Several researchers in science education have identified significant sources of epistemic uncertainty. By studying second-, fourth-, and fifth-grade students' utterances of uncertainty in scientific inquiry, Metz (2004) identified five major sources of epistemic uncertainty: when attempting to produce the desired conclusion, when considering the quality of data, when identifying trends in the data, when generalizing an explanation from the data, and when attempting to align explanation to theory. Similarly, Lee and colleagues (Buck et al., 2014; Lee et al., 2014; Lee et al., 2019) conducted four survey-based studies to investigate high school student uncertainty toward argumentative science tasks. They showed that epistemic uncertainty resulted from challenges in coordinating theory and evidence, as well as using evidence to support claims. They also found that students that had a higher degree of uncertainty and were able to articulate it tended to engage more deeply in science tasks.

• ITEMS:
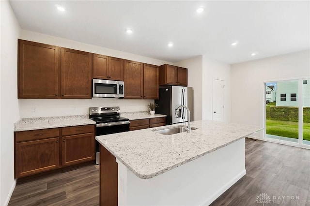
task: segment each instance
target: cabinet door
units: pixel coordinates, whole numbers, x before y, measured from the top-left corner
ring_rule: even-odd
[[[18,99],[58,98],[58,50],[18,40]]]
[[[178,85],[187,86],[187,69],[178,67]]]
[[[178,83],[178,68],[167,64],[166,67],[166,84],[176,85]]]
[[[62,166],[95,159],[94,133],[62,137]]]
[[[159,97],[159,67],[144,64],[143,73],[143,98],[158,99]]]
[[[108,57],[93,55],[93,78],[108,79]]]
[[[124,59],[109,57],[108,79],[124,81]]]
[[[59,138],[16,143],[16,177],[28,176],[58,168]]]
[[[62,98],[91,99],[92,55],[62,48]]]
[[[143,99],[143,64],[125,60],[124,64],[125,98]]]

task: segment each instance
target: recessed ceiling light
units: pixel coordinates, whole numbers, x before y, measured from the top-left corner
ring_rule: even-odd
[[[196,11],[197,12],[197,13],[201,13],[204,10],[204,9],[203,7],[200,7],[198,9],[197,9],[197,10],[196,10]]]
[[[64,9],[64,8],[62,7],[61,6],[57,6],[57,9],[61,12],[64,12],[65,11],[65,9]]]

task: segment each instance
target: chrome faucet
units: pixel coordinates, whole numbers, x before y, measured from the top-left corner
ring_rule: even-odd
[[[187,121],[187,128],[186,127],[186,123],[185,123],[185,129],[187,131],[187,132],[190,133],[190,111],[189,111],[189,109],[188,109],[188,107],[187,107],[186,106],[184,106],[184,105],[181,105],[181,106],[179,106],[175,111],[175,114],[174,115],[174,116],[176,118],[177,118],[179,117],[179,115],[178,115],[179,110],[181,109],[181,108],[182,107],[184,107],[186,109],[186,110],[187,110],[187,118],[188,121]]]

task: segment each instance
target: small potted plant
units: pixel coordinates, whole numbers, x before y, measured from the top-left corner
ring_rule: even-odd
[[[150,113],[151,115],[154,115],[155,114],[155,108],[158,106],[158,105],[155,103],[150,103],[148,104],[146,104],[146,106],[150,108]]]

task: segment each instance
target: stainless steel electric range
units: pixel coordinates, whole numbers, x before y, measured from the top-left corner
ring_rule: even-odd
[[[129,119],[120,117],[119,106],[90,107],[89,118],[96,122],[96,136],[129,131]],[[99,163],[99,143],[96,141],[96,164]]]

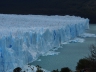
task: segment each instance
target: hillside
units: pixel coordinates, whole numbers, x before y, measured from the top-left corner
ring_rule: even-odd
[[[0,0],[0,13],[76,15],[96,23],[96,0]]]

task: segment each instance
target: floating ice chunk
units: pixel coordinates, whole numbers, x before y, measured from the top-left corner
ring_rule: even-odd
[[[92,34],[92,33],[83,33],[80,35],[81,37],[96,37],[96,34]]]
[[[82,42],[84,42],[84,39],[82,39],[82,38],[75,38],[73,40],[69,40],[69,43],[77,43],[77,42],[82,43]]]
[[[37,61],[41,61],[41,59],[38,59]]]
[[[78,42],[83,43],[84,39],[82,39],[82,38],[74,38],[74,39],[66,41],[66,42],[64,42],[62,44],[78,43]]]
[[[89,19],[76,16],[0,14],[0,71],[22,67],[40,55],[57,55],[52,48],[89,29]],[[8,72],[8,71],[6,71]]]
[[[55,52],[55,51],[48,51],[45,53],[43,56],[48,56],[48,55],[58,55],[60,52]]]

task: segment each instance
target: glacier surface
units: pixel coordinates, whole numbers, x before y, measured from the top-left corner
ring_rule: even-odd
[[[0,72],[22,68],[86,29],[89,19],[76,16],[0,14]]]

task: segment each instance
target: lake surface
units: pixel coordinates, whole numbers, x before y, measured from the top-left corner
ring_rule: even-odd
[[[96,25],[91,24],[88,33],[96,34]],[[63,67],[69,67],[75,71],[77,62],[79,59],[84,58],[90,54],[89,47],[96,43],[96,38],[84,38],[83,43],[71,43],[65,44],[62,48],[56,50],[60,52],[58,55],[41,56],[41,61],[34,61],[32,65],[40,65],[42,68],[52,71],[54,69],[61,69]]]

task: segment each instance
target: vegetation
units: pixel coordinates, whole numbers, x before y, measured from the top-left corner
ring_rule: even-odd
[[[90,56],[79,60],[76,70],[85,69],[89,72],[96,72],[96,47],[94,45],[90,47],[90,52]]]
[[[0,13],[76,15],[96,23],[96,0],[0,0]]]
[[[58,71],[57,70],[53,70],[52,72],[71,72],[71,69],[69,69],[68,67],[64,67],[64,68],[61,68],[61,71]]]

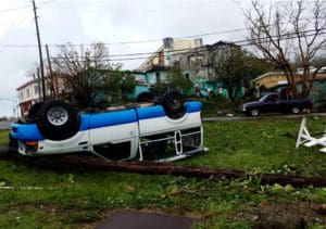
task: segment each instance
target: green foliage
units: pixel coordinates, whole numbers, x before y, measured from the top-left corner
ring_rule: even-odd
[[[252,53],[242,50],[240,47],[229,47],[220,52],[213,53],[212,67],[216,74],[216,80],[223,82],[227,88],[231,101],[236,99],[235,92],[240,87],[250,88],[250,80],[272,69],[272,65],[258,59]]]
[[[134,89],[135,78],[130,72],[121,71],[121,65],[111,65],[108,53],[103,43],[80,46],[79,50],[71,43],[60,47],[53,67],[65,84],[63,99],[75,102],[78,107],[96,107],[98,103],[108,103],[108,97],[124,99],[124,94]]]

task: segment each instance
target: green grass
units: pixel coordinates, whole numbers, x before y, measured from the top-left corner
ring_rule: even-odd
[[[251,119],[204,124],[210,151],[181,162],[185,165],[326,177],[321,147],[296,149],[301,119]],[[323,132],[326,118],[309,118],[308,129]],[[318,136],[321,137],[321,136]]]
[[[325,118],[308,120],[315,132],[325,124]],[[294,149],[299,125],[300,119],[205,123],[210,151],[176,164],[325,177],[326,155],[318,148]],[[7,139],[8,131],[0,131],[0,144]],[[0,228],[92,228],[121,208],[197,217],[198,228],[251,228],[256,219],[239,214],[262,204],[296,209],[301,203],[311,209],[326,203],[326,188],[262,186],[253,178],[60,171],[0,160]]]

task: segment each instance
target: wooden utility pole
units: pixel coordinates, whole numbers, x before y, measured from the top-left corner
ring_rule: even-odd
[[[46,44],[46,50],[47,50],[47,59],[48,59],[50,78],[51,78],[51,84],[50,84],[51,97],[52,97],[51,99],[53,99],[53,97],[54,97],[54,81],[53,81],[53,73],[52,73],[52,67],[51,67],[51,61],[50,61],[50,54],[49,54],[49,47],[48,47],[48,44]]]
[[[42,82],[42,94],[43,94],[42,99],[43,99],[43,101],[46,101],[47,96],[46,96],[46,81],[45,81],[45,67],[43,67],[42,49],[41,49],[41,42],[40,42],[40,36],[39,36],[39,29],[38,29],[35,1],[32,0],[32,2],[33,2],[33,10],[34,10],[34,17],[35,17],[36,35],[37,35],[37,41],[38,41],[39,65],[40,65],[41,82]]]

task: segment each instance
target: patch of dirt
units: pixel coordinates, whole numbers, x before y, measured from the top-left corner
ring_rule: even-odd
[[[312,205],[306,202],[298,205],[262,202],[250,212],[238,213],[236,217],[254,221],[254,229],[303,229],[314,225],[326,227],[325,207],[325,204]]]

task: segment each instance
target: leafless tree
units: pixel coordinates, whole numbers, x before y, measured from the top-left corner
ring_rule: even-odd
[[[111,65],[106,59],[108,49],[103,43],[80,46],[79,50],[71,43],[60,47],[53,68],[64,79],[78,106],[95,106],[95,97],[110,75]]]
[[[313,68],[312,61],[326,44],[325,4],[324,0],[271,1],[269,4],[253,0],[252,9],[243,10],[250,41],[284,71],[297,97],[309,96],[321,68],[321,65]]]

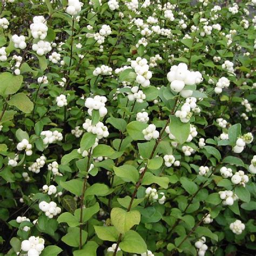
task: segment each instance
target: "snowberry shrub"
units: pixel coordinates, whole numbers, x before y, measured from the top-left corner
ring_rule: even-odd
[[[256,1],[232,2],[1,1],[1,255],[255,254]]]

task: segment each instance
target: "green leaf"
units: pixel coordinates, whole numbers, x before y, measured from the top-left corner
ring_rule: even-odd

• YOUR INSTRUCTIONS:
Extend the passage on epistemic uncertainty in science education, starting immediately after its final sentence.

• EXERCISE RESPONSE:
2.5 Storyline talk to horizontally and vertically construct a coherent knowledge system

Many scholars have advocated constructing a storyline-based curriculum, lesson, activity, and discussion to engage students in deep learning of science concepts and practices (e.g., Hanuscin et al., 2016; Haverly et al., 2020; McDonald & Kelly, 2007; Roth et al., 2011). A storyline can be defined as a conceptual sequence of learning activities in a coherent manner, in which each step is driven by students' ideas and questions that arise from their interaction with teachers, peers, and materials (Hanuscin et al., 2016). Roth et al. (2011) advocated that teachers should weave students' ideas to construct a coherent “storyline” rooted on the sequence of discussed concepts. They analyzed TIMSS (Trends in International Mathematics and Science Study) results from five countries and found that teachers in high-achieving countries tended to build a coherent storyline “with clear and explicit connections made between the opening focus question, the science ideas, the activities, the follow-up discussions of activities, and the lesson ending” (p. 120). Teachers in low-achieving countries tended to poorly organize students' ideas, science content, discussion, and activities to create a storyline.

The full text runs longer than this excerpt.